▶ **Requirements**: Locate the line that contains "Where can the riverbank". Copy it and every following line through the end of the records, exactly, and include nothing else.

== Data

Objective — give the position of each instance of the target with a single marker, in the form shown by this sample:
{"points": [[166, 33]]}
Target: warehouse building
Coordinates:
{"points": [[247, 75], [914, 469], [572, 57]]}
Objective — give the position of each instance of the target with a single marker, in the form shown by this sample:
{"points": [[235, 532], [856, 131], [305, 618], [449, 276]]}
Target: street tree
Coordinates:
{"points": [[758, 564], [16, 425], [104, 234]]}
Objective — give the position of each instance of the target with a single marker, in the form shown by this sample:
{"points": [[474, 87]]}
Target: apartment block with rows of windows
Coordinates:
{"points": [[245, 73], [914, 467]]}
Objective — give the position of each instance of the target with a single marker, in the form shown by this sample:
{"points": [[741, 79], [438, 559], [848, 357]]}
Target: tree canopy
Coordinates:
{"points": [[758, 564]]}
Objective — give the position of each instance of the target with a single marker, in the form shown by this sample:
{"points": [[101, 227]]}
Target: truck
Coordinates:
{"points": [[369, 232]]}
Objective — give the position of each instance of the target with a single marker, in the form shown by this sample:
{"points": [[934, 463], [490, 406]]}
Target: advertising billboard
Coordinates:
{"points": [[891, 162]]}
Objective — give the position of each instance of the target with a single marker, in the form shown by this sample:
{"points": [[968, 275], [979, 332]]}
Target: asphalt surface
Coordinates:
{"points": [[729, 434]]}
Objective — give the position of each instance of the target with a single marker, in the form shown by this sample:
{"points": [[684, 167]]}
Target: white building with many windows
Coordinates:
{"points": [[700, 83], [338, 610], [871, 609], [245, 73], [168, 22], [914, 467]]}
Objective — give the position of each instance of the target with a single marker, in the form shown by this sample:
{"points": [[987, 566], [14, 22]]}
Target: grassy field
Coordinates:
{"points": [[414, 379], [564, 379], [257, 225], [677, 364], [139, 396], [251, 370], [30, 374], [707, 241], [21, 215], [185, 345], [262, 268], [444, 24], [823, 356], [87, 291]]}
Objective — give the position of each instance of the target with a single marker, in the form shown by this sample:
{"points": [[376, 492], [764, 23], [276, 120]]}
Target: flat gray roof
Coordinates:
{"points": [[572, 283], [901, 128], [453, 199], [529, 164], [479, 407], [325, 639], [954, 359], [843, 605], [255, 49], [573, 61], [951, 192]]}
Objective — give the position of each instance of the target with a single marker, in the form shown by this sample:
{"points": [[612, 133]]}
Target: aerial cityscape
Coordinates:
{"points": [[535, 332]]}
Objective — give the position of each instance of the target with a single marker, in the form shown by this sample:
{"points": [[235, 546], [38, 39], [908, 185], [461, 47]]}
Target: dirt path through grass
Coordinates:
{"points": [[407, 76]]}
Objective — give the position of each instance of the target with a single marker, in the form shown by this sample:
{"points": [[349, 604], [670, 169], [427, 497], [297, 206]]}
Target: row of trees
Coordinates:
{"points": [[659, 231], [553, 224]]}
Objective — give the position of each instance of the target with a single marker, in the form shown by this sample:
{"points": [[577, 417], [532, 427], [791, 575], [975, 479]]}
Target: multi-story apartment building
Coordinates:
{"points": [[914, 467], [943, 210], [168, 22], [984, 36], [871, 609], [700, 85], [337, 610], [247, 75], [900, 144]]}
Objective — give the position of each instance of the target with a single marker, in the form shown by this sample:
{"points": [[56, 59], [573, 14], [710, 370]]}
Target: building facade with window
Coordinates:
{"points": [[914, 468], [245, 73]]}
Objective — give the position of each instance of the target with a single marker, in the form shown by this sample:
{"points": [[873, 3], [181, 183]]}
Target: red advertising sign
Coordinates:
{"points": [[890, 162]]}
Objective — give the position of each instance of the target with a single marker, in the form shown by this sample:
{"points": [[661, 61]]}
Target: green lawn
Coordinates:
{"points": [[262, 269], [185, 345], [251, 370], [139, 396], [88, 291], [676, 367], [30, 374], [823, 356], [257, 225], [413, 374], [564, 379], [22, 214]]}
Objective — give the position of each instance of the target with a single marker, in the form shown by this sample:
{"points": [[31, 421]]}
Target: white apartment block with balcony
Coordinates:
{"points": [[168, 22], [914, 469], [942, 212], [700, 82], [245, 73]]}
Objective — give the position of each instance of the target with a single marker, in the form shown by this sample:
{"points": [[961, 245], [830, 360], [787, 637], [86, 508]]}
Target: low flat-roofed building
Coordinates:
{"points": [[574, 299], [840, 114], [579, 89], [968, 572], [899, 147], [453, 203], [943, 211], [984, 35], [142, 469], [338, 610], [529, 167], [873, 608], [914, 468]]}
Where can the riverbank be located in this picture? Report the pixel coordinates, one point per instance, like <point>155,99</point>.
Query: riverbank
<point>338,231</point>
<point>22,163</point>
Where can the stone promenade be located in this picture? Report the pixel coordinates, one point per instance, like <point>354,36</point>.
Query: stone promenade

====

▶ **Exercise response**:
Where can the riverbank be located in this picture? Report the pixel coordinates, one point per instance, like <point>155,99</point>.
Query: riverbank
<point>338,231</point>
<point>22,163</point>
Where can the stone promenade be located in this picture? Report the pixel coordinates, one point per instance, like <point>354,36</point>.
Query: stone promenade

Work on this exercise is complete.